Each entry has to be copied exactly, with nothing missed.

>> Begin Data excerpts

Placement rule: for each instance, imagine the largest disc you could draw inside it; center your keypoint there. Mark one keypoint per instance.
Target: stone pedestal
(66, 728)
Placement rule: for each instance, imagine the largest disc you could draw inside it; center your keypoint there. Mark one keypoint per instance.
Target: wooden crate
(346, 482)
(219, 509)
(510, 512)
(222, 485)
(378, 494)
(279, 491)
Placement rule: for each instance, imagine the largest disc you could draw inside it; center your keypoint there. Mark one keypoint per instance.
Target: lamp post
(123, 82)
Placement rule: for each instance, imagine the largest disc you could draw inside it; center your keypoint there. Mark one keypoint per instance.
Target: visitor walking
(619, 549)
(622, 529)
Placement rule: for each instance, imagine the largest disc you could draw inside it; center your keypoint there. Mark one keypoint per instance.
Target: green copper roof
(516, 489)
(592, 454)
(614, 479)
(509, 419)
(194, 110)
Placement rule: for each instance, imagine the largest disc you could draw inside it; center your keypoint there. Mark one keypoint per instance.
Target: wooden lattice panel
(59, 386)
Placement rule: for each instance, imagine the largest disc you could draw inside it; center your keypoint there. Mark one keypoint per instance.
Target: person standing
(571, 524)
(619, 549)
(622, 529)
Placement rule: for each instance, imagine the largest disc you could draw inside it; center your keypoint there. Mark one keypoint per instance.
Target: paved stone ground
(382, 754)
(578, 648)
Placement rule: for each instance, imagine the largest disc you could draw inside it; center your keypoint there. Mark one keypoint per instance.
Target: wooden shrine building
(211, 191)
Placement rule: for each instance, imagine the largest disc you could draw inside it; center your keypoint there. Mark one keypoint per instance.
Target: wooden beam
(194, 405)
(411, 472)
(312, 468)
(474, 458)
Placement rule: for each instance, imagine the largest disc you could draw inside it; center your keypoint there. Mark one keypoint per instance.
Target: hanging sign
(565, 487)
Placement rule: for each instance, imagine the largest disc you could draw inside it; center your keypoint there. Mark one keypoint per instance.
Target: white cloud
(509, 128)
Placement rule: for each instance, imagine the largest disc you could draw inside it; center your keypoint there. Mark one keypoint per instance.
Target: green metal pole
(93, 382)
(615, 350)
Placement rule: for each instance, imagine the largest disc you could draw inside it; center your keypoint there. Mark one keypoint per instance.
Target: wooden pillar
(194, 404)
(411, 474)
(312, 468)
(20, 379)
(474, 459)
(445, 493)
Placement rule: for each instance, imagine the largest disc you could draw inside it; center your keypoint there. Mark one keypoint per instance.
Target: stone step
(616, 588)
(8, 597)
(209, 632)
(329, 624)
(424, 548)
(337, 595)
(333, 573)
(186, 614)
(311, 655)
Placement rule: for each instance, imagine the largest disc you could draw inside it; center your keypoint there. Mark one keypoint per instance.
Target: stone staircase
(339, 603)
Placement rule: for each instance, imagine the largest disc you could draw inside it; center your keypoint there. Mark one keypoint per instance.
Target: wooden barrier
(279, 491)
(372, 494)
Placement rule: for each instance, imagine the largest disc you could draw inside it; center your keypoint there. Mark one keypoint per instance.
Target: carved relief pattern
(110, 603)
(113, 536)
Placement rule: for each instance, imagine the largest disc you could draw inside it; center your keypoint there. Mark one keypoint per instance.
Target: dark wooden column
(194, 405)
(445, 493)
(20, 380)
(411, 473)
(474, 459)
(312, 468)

>> End Data excerpts

Completed task:
Placement rule: for each instance, imagine the largest disc you could draw inside it; center your keypoint there. Mark one keypoint per instance.
Target: stone pedestal
(66, 728)
Placement rule: for each instance, imagine the largest disc you could draw inside it; center your keypoint there. Mark one keypoint per instance.
Target: wooden crate
(346, 482)
(219, 509)
(510, 512)
(222, 485)
(378, 494)
(279, 491)
Placement rule: for each instance, imagine the largest disc you could draw inside it; center your keypoint there. Mark one keypoint per instance.
Target: lamp post
(123, 82)
Placement rule: for each instance, imagine the largest disc you could draw inside it; center your keypoint there. Mark one keypoint per instance.
Target: visitor walking
(619, 549)
(622, 529)
Placement rule: for each instance, imagine the largest disc you could draw inside it; center your keypoint there. Mark one keypoint per instance.
Target: green copper roof
(516, 489)
(592, 454)
(614, 479)
(509, 419)
(194, 110)
Placement rule: for each instance, imagine the largest disc you could draw inside it; center your keypoint there. Mark one keypoint per instance.
Target: wooden lattice panel
(59, 386)
Placement rule: for each instance, imagine the largest disc you could draw inside it; center your keypoint there. Mark one keypoint per instance.
Target: person standing
(571, 524)
(619, 549)
(622, 529)
Placement rule: for each instance, imagine the largest disc you could draw inside it; center your keypoint there. Mark one keypoint per instance.
Target: paved stone ground
(382, 754)
(578, 648)
Placement rule: for each instance, imagine the largest disc you could draw inside it; center your keypoint there. Mark one keypoint per instance.
Target: wooden shrine building
(211, 191)
Placement rule: for each instance, imagine the largest disc you could draw inside it; center your keypoint there. Mark one keypoint per instance.
Target: wooden beam
(194, 405)
(411, 472)
(312, 468)
(474, 458)
Placement rule: for each instance, imagine the largest disc you could draw inside it; center your keypoint there. Mark one keypoint per instance.
Target: hanging sign
(565, 487)
Placement rule: for each instance, imagine the largest disc you could draw inside it; center your keypoint there. Mark one keypoint per instance.
Target: white cloud
(509, 128)
Placement rule: for each instance, imagine the largest disc you could draw inside it; center your keypoint there. Mark one keypoint per instance.
Target: green metal pole
(93, 382)
(615, 350)
Placement rule: for each instance, imagine the largest disc you could draw inside it; center your keypoint there. Mark one keypoint per instance.
Target: wooden pillar
(194, 404)
(411, 474)
(312, 468)
(20, 379)
(474, 459)
(445, 493)
Placement rule: for each instance, imagine the largest disc you could draw inside it; center your keypoint there. Mark one keypoint per instance.
Target: stone step
(616, 588)
(8, 597)
(209, 632)
(329, 624)
(424, 548)
(337, 595)
(333, 573)
(186, 614)
(311, 655)
Placement rule: for each instance, imagine the largest disc you could draw inside it; center your keypoint there. Mark one keypoint per instance.
Target: stone staircase
(339, 603)
Placement rule: for each instance, imagine the largest disc you could draw inside it; center your keypoint there. Mark one keypoint per instance.
Target: wooden barrier
(279, 491)
(372, 494)
Placement rule: for each instance, imagine the largest disc you could draw inside it; center your keypoint there. Mark one keypoint per instance.
Target: carved relief pattern
(110, 603)
(113, 536)
Placement rule: for each instance, imagine the largest disc you could draw inside it; center your keypoint there. Mark one keypoint per instance.
Target: dark wooden column
(194, 405)
(445, 493)
(20, 380)
(411, 473)
(474, 459)
(312, 468)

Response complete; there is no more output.